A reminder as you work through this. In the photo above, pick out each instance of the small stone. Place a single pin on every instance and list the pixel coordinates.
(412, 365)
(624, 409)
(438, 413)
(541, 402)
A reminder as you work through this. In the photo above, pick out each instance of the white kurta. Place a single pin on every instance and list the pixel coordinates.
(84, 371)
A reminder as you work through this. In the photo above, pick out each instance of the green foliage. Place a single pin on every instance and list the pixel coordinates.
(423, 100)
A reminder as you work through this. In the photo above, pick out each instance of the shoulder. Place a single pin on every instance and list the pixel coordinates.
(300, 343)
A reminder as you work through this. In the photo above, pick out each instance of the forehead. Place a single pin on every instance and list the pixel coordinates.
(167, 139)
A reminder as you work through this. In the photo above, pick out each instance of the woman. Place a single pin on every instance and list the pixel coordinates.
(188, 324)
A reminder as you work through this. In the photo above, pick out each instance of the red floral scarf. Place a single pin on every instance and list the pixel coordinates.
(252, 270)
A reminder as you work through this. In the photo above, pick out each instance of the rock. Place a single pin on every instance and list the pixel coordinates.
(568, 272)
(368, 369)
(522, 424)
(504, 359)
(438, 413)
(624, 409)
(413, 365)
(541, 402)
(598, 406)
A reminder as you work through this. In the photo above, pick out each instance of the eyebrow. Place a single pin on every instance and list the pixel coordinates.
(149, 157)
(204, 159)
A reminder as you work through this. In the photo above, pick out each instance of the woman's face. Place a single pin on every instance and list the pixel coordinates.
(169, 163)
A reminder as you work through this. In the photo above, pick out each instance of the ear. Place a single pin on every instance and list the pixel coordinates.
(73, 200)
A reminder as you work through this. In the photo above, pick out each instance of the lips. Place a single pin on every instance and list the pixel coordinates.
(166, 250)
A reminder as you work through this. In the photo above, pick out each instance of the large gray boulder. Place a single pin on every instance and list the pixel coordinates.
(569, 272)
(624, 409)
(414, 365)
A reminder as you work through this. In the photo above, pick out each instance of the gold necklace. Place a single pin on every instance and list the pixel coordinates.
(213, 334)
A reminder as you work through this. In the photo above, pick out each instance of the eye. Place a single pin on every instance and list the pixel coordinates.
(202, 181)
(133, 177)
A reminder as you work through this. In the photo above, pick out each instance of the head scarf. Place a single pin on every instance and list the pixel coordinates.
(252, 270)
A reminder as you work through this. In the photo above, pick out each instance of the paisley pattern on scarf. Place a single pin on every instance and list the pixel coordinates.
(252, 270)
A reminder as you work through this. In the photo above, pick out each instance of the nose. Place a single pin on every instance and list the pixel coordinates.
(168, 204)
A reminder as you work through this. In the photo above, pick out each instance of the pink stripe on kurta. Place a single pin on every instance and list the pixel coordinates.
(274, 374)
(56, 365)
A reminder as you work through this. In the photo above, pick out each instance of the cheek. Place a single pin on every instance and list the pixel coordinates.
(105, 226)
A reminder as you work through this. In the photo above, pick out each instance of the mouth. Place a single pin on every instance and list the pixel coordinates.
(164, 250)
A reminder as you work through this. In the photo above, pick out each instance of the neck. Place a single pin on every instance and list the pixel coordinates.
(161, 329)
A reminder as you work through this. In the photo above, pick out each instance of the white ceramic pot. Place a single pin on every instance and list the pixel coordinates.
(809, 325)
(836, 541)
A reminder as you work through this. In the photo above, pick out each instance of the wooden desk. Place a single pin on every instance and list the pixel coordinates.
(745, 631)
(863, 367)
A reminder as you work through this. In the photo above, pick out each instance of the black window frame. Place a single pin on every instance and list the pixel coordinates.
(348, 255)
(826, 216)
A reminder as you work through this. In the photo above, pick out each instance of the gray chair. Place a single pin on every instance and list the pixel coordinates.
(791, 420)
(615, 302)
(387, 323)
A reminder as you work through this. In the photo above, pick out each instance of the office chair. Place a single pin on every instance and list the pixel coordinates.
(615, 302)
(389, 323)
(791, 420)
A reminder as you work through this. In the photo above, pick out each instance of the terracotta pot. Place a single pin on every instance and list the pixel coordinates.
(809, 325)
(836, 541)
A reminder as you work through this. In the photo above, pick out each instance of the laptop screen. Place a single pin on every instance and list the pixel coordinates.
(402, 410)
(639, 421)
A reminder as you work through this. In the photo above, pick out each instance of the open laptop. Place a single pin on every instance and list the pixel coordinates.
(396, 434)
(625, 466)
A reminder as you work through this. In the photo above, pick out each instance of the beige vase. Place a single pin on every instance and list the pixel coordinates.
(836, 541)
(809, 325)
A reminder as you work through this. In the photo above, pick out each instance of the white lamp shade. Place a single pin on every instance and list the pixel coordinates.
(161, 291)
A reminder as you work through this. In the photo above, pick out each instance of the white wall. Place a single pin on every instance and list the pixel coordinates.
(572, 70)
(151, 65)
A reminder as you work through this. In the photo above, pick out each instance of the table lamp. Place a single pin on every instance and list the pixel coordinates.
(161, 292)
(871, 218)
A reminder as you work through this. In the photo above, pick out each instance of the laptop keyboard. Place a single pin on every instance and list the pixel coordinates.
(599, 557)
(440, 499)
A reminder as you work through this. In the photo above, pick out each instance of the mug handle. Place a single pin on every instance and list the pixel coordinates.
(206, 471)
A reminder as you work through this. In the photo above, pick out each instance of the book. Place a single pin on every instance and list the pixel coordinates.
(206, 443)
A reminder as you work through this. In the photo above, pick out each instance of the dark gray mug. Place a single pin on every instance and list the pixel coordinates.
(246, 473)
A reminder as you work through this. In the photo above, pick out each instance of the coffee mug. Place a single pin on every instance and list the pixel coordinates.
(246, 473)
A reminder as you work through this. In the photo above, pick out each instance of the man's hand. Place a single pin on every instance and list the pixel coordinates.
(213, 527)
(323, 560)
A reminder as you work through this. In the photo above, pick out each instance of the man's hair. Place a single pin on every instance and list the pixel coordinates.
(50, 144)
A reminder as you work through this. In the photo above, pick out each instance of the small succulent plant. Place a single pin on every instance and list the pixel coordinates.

▶ _Given task_
Write out every record verbatim.

▶ _Output for this exercise_
A reminder as you work through this. In the photo above, pick out each instance of the small stone. Place a single pin on every instance and list the pixel coordinates.
(412, 365)
(624, 409)
(438, 413)
(541, 402)
A reminder as you work through this. In the photo above, pick out each instance of the white kurta. Place a single pin on every instance and list the pixel coordinates.
(84, 371)
A reminder as you work through this. In the photo above, pick out each instance of the green foliage. Place a single pin on every instance and list the pixel coordinates.
(423, 100)
A reminder as you work through this. In the photo above, pick out each instance of the shoulder. Place a single pin on every instance and list the pixel coordinates.
(300, 343)
A reminder as you work through this. In the photo above, pick out each instance of the forehead. Place a single pin on every instance and list the pixel coordinates.
(167, 139)
A reminder as you work through this. In the photo above, pick out each instance of the woman. Place a single pin on every instance and list the pixel coordinates.
(188, 324)
A reminder as you work through this. In the photo above, pick out each instance of the red floral scarf. Place a single pin on every instance and list the pixel coordinates.
(252, 270)
A reminder as you work through this. In the photo above, pick out each instance of the rock. Place a single pin on every instance and list the pixel coordinates.
(568, 272)
(368, 369)
(522, 424)
(504, 359)
(438, 413)
(624, 409)
(413, 365)
(541, 402)
(598, 406)
A reminder as you work through this. In the photo above, pick out each instance of the eyebrow. Place a single pin on every instance and list the pixel coordinates.
(149, 157)
(204, 159)
A reminder as you work through this. In the photo above, pick out each instance of the woman's face. Place a single pin on every instance and list the pixel coordinates.
(169, 163)
A reminder as you work through this. In the photo above, pick out each instance of the ear. Place a single pin on every instance and list the pixel coordinates.
(73, 200)
A reminder as you work through this. In the photo above, pick out each instance of the lips. Place a single pin on every instance and list the pixel coordinates.
(166, 250)
A reminder as you work through this. In the photo above, pick out each instance of the large gray boulder. Place a single pin on every instance and list the pixel coordinates.
(569, 272)
(624, 409)
(414, 365)
A reminder as you work through this. In the photo above, pick out each instance of the gold necklace. Place a single pin on every instance and list the pixel coordinates.
(213, 334)
A reminder as you work through this. In the photo above, pick out each instance of the eye. Place a single pin on every instance and list the pixel coordinates.
(202, 181)
(133, 177)
A reminder as you work through this. In the photo above, pick out each instance of the head scarf. Place a single pin on every instance and list the pixel coordinates.
(252, 270)
A reminder as you work through this. In the photo above, pick out each instance of the paisley pattern on scarf. Place a single pin on every instance and list the pixel coordinates.
(252, 270)
A reminder as you work through this. In the photo above, pick out each instance of the nose. Place a single pin on every instance and list the pixel coordinates.
(168, 204)
A reminder as you work through this. In the photo above, pick out each instance of the pink stripe on kurta. Place a single pin on every instance and list the pixel coordinates.
(274, 374)
(56, 365)
A reminder as you work through this. In the photo above, pick out each instance of the cheek. Place a single pin on every instance and list the pixel coordinates.
(105, 226)
A reminder as you work through this. In the photo above, pick out each instance of the mouth. Place a single pin on every instance and list the pixel coordinates.
(164, 250)
A reminder as you work through this. In the photo above, pick out each instance of the neck. Place a single pin on every instance and list the pixel coordinates.
(161, 329)
A reminder as you work through this. In the photo above, pick out each instance of the white ceramic pot. Place a single pin on every instance and list the pixel coordinates.
(809, 325)
(836, 541)
A reminder as you work through this. In the photo above, pick out each instance of the wooden desk. Place a single pin on every instance and list the pixel coordinates.
(745, 631)
(863, 367)
A reminder as you work through this. In the photo above, pick out each instance of the black window frame. Place a single pin on every instance and list the pixel coordinates.
(348, 255)
(826, 216)
A reminder as you work through this. In the photo above, pick out each instance of the gray chair. Place a single pin on every instance and list the pixel coordinates.
(791, 420)
(615, 302)
(387, 323)
A reminder as you work through this. In the photo above, pick out each instance of the office chair. Place a single pin on every instance and list the pixel coordinates.
(615, 302)
(389, 323)
(791, 420)
A reminder as you work through this. In the photo above, pick out each instance of the terracotta pot. Place a single pin on every instance and list the pixel coordinates.
(809, 325)
(836, 541)
A reminder as you work through this. In the photo above, pick out each instance of the laptop screen. Place a single pin on every instance and list the pixel coordinates.
(402, 410)
(639, 421)
A reminder as you work through this. In the photo above, pick out each instance of the open laptop. Place a single pin on every instance and list the pixel coordinates.
(396, 434)
(625, 466)
A reminder as you work through this. In the photo above, pick out each instance of the beige vase. Place a single pin on every instance and list the pixel coordinates.
(836, 541)
(809, 325)
A reminder as you work through this. In the photo above, pick out each instance of the white lamp shade. Place a single pin on every instance and list the pixel coordinates.
(161, 291)
A reminder as you work through this. In the photo above, pick out each instance of the white wall. Place a single pin on every instance and list the pixel coordinates.
(572, 70)
(151, 65)
A reminder as you work through this. In the photo above, pick out each instance of the table lamp. Place a single pin on every instance and list the pixel coordinates.
(161, 292)
(871, 218)
A reminder as you work through this. In the photo above, pick out each instance of the laptop keyboard. Place a single pin on every instance and list the pixel coordinates.
(599, 557)
(440, 499)
A reminder as you work through this. In the photo above, pick out each instance of the mug handle. Place a single pin on every instance and list the pixel coordinates.
(206, 471)
A reminder as you work through this. In the photo above, pick out each instance of the book. Place a single pin on every instance and list the pixel coordinates.
(206, 443)
A reminder as you work through this. In the photo above, pick out each instance of the dark gray mug. Place a single pin on every instance and list the pixel coordinates.
(246, 473)
A reminder as you work through this. In the photo above, pick out each instance of the coffee mug. Place a single pin on every instance and list the pixel coordinates.
(246, 473)
A reminder as you work through this. In the photo above, pick out each instance of the man's hand. Place a single pin on every instance and list the pixel coordinates.
(213, 527)
(323, 560)
A reminder as you work through this. In the photo above, pick out each instance of the man's hair. Place a single pin on every instance and list the pixel coordinates.
(50, 144)
A reminder as you work through this. In the photo above, pick out each instance of the small succulent plant. Place a single pin on every instance and list the pixel coordinates.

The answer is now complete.